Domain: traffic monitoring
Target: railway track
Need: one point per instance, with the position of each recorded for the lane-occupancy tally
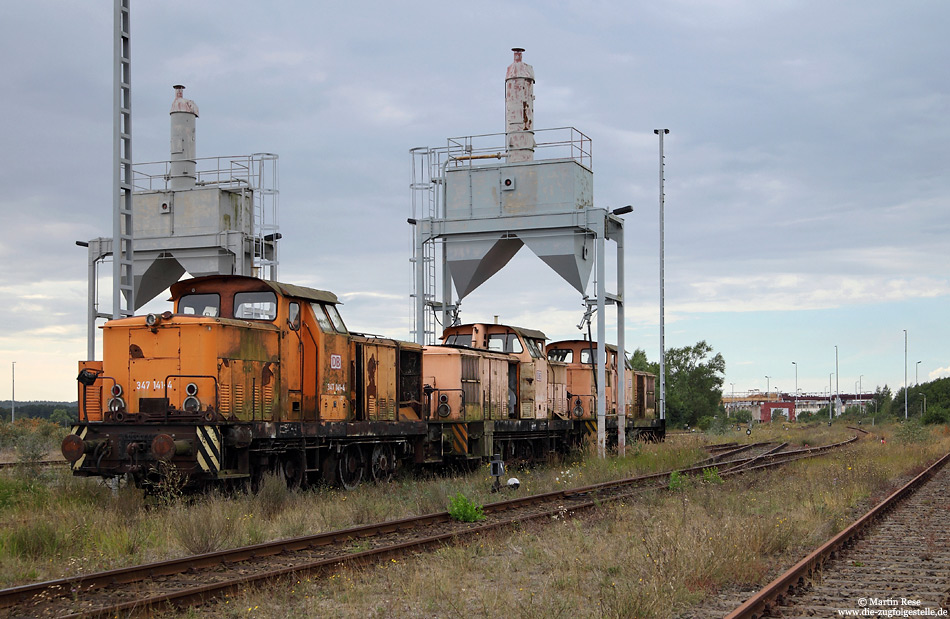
(893, 561)
(191, 580)
(10, 465)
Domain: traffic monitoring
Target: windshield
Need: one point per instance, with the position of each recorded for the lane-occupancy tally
(564, 355)
(505, 342)
(459, 339)
(200, 304)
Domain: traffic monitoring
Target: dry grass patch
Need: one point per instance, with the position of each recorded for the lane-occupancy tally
(655, 556)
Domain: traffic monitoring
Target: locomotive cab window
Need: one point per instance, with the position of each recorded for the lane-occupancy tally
(505, 342)
(564, 355)
(328, 318)
(255, 305)
(459, 339)
(200, 304)
(293, 316)
(335, 319)
(587, 356)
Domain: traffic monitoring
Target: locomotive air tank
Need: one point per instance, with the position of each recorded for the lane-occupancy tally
(519, 109)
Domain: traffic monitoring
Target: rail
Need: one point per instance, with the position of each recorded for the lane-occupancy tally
(773, 593)
(331, 546)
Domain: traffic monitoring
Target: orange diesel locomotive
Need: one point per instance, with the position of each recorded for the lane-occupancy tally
(248, 376)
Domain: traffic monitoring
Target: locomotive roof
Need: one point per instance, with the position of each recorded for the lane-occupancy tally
(587, 344)
(211, 282)
(530, 333)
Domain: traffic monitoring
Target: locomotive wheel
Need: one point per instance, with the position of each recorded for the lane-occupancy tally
(350, 467)
(382, 463)
(292, 465)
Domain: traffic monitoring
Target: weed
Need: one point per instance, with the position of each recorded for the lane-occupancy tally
(273, 495)
(463, 509)
(206, 527)
(677, 481)
(912, 432)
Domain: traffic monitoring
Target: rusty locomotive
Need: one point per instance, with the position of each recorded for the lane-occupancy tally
(247, 377)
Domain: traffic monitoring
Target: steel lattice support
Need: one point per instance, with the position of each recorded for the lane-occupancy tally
(123, 286)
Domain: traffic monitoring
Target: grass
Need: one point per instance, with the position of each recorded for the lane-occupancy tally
(653, 557)
(656, 556)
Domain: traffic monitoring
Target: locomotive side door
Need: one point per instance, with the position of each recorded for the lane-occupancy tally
(332, 364)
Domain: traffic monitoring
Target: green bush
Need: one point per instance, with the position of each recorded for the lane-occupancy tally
(463, 509)
(936, 415)
(677, 481)
(912, 432)
(711, 476)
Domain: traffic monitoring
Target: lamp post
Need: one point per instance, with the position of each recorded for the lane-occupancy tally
(837, 376)
(830, 374)
(661, 133)
(733, 398)
(905, 374)
(861, 391)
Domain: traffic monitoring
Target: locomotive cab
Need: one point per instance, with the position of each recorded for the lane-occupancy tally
(528, 372)
(245, 376)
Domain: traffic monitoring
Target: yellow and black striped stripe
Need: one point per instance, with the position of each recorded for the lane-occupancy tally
(81, 433)
(460, 438)
(209, 448)
(590, 426)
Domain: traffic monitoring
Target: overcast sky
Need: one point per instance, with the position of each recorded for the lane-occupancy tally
(807, 162)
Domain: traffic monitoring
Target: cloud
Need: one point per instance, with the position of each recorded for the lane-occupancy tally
(940, 373)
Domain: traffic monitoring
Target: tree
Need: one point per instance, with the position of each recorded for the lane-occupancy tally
(639, 361)
(881, 401)
(62, 416)
(694, 383)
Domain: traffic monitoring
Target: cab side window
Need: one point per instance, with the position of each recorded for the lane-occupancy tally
(293, 316)
(255, 305)
(322, 319)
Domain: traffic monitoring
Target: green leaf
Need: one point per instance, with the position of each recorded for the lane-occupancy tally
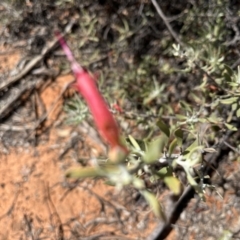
(172, 146)
(173, 184)
(154, 204)
(155, 149)
(179, 135)
(163, 127)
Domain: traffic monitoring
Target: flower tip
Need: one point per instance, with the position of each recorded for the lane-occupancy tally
(118, 154)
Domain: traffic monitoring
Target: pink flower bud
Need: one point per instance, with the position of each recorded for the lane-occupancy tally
(86, 86)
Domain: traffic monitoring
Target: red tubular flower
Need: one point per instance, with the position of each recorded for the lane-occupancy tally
(86, 86)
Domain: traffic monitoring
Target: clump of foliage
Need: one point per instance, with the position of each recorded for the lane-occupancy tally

----------

▶ Problem
Retype the data above exactly; pictures are not part of the copy.

▶ Output for this task
Domain: traffic monitoring
Target: railway track
Need: one point per instance, with the position of each recorded for the lane-occupancy tally
(893, 561)
(191, 580)
(10, 465)
Domain: traffic monitoring
Target: windshield
Need: one point per instance, with the position of each recorded for the lane-occupancy tally
(564, 355)
(505, 342)
(459, 339)
(200, 304)
Domain: traffic monitoring
Target: dry grass patch
Need: one point per instance, with the position of each recorded for the lane-occupancy tally
(655, 556)
Domain: traffic monitoring
Target: locomotive cab window
Need: one point per instance, with the position of each recorded for the lane-occupancy tally
(505, 342)
(564, 355)
(328, 318)
(255, 305)
(459, 339)
(200, 304)
(293, 316)
(335, 319)
(587, 356)
Domain: traffic monitoring
Target: locomotive air tank
Need: one point per instance, with the position of each recorded for the lane-occupancy tally
(519, 109)
Domain: traffic monitoring
Target: rail
Need: one point per instance, with the position of each recorded for the lane-occupancy tally
(773, 593)
(331, 546)
Domain: traffic monitoring
Target: orange diesel locomotive
Need: one point per instance, with the position of each recorded for the lane-occupancy tally
(248, 376)
Domain: traffic monitoring
Target: locomotive roof
Need: one point per instance, with the position of each recorded for the lane-occupancy tally
(587, 344)
(211, 282)
(530, 333)
Domain: traffic monitoring
Target: locomotive wheel
Need: one point per instance, with the position of each recorded for the lane-occupancy tally
(350, 467)
(382, 463)
(292, 465)
Domain: traffic monitoring
Target: weed
Need: one point per instance, with the position of each recorded for the lane-occupancy tally
(273, 495)
(463, 509)
(206, 527)
(677, 481)
(912, 432)
Domain: traffic monitoring
Target: rusty locomotive
Need: one point per instance, with the position of each recorded for the lane-occupancy tally
(247, 377)
Domain: traffic monitoring
Target: steel lattice support
Need: one point per instance, with the position of each recorded for the lane-occupancy tally
(123, 286)
Domain: traffic monitoring
Target: grass
Need: one point per instance, with the position of each recorded for the lane-occupancy tally
(653, 557)
(656, 556)
Domain: traffic monitoring
Target: locomotive side door
Need: one point per instance, with the position of each recorded for the lane-occupancy tally
(332, 364)
Domain: traffic monitoring
Target: green bush
Need: one point per instance, with the position of each recorded for the lane-occupancy tally
(463, 509)
(936, 415)
(677, 481)
(912, 432)
(711, 476)
Domain: traffic monitoring
Target: lamp post
Need: one point per instance, with the position of each recorded for the lane-occupancy tally
(837, 376)
(830, 374)
(661, 133)
(733, 398)
(905, 374)
(861, 391)
Domain: traffic monitoring
Target: locomotive cab
Need: one point per instance, with the position of each recorded for the lane-occupancy tally
(528, 372)
(245, 376)
Domain: traffic monitoring
Target: yellow and black striped stripe
Need: one point per instance, with the position of each recorded for the lane-occupancy tally
(81, 433)
(460, 438)
(209, 448)
(590, 426)
Domain: traffic monitoring
Target: overcast sky
Need: one point per instance, with the position of each recorded for the lane-occupancy tally
(807, 162)
Domain: traffic monitoring
Target: cloud
Need: one point per instance, with the position of each recorded for the lane-occupancy tally
(940, 373)
Domain: traffic monitoring
Target: tree
Need: one point per instance, with the position of each recorded for the lane-occupancy tally
(639, 361)
(881, 401)
(62, 416)
(694, 383)
Domain: traffic monitoring
Target: cab side window
Need: one point per instance, with the position of each recorded for the lane-occupancy tally
(293, 316)
(255, 305)
(322, 319)
Domain: traffic monitoring
Target: green leaf
Need: one point per instance, with the position of each recorded for the lane-occupancy tally
(172, 146)
(173, 184)
(154, 204)
(155, 149)
(179, 135)
(163, 127)
Domain: traffic monitoring
Target: flower tip
Need: one point per instance, with the position of each recorded for the lane-occupancy tally
(118, 154)
Domain: traffic monitoring
Target: pink flower bud
Need: one point per instance, with the position of each recorded for the lane-occupancy tally
(86, 86)
Domain: traffic monitoring
Target: red tubular flower
Need: one point per instance, with the position of each recorded for the lane-occupancy tally
(86, 86)
Domain: traffic monitoring
Target: clump of foliage
Need: one point per instance, with the position of each recorded for the lane-occupancy tally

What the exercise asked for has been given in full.